- _Problem details_
Pictures do not belong in the copy. Return all of the entries exactly.

### Provided material ###

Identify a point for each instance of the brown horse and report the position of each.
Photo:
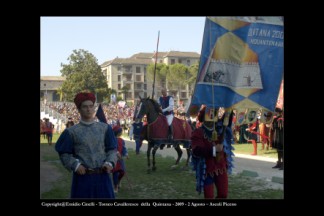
(156, 132)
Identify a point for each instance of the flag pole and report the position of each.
(156, 54)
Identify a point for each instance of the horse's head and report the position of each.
(147, 107)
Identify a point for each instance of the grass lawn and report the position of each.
(165, 183)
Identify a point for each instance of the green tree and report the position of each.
(83, 74)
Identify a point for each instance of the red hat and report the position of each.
(83, 96)
(201, 114)
(117, 129)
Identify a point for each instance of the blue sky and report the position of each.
(109, 37)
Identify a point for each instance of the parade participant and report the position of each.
(214, 156)
(88, 149)
(135, 133)
(119, 170)
(277, 137)
(70, 123)
(166, 102)
(252, 129)
(49, 127)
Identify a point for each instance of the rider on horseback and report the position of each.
(166, 102)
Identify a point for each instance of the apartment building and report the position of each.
(131, 72)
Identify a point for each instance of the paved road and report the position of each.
(248, 164)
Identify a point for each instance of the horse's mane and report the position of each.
(156, 106)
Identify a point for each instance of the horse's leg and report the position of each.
(179, 151)
(188, 156)
(148, 153)
(153, 155)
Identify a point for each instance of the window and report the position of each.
(183, 94)
(138, 86)
(138, 78)
(138, 69)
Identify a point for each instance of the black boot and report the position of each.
(278, 165)
(170, 132)
(170, 136)
(281, 166)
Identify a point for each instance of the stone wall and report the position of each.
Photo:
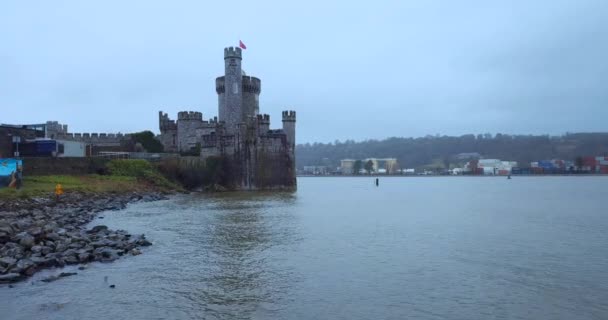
(63, 166)
(6, 138)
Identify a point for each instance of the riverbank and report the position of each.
(38, 232)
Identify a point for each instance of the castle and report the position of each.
(256, 156)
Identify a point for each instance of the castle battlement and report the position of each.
(258, 158)
(165, 123)
(233, 52)
(263, 119)
(289, 115)
(189, 115)
(252, 85)
(220, 85)
(93, 137)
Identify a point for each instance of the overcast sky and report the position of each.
(351, 69)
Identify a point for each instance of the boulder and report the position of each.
(25, 239)
(10, 277)
(8, 262)
(52, 236)
(97, 229)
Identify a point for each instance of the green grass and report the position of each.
(125, 176)
(36, 186)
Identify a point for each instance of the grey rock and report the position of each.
(84, 257)
(71, 260)
(10, 277)
(8, 262)
(25, 239)
(52, 236)
(97, 229)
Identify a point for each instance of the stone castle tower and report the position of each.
(258, 157)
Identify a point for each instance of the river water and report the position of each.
(342, 248)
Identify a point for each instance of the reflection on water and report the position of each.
(243, 276)
(342, 248)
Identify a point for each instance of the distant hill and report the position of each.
(434, 150)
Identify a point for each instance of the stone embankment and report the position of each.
(39, 233)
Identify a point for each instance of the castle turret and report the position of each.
(251, 96)
(289, 127)
(263, 123)
(231, 97)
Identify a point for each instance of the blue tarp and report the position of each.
(8, 166)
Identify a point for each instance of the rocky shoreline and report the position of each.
(40, 233)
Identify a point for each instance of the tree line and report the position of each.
(443, 150)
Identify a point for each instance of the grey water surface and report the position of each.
(342, 248)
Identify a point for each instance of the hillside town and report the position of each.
(476, 166)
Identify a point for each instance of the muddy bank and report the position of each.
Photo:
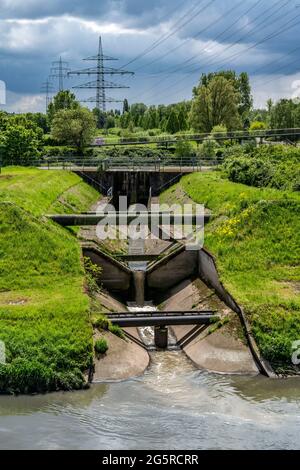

###

- _Answer to the exercise_
Identify a point for each instance of the brown horse and report the position of each.
Photo:
(156, 132)
Identify a point for each instance of the flag pole and report the position of each.
(156, 54)
Identify a point for each instance of the horse's head and report the position of each.
(147, 107)
Identify a point for each instance of the grass lawn and report the position of each.
(165, 183)
Identify a point for each instance of the green tree and report the position of each.
(83, 74)
Identify a point for each instance of the red hat and report the position of each.
(83, 96)
(201, 114)
(117, 129)
Identify a point for each instance of the blue sky and report the position of each.
(109, 37)
Identify a point for each instance of the parade participant and report the position of each.
(214, 156)
(88, 149)
(135, 133)
(119, 170)
(277, 137)
(70, 123)
(166, 102)
(252, 129)
(49, 127)
Identify a point for each instance of the rider on horseback and report the position of each.
(166, 102)
Identify a point for each instance of the apartment building and report the position of each.
(131, 72)
Identify a point for each instance of the paved road and report the position of each.
(248, 164)
Identify a point for each instance of the horse's mane and report the position of each.
(156, 106)
Identify a point for each instance of the horse's leg and report the position of each.
(179, 151)
(188, 156)
(148, 153)
(153, 155)
Identify a point for each instance of the window and report the position of each.
(183, 94)
(138, 86)
(138, 78)
(138, 69)
Identify a point for each instance of the black boot and report the position of each.
(278, 165)
(170, 132)
(170, 136)
(281, 166)
Identify a point for each instance of the stone wall and report the position of each.
Photo:
(63, 166)
(6, 138)
Identify a point for each instance of the riverbank and report the position of each.
(38, 232)
Identify a point for each instance of the castle and report the position of each.
(256, 156)
Identify a point for each instance of the castle battlement and report the position of each.
(258, 158)
(165, 123)
(233, 52)
(263, 119)
(289, 115)
(189, 115)
(252, 85)
(220, 85)
(93, 137)
Identify a point for each instance of the overcast sky and report the position of each.
(351, 69)
Identify a point for each instance of the boulder and report the position of each.
(25, 239)
(10, 277)
(8, 262)
(52, 236)
(97, 229)
Identify a point for each instance of the green grass and report the position of each.
(125, 176)
(36, 186)
Identify a point for each instance of the grey rock and report the position of each.
(84, 257)
(71, 260)
(10, 277)
(8, 262)
(25, 239)
(52, 236)
(97, 229)
Identify a point for each instance of the stone castle tower and report the position of each.
(258, 157)
Identify a point for each instance of the river water and report the position of each.
(342, 248)
Identify a point for each instance of the reflection on water and report the position of each.
(243, 276)
(342, 248)
Identify a point for each instance of the distant hill and report the position of each.
(434, 150)
Identify a point for each instance of the stone embankment and report the position of each.
(39, 233)
Identify a point for each instance of the castle turret and report the position of each.
(251, 96)
(289, 127)
(263, 123)
(231, 97)
Identify a point for each instance of the blue tarp and report the position of each.
(8, 166)
Identify a point for each instance of the rocky shoreline and report the position of each.
(40, 233)
Identify a point for each instance of the tree line and report the position of each.
(443, 150)
Identify a point for each instance of the grey water surface and report the position of each.
(342, 248)
Identify a point for each instance of the hillside town and report the position of each.
(476, 166)
Identify a point for each instance of the muddy bank and report the position of each.
Photo:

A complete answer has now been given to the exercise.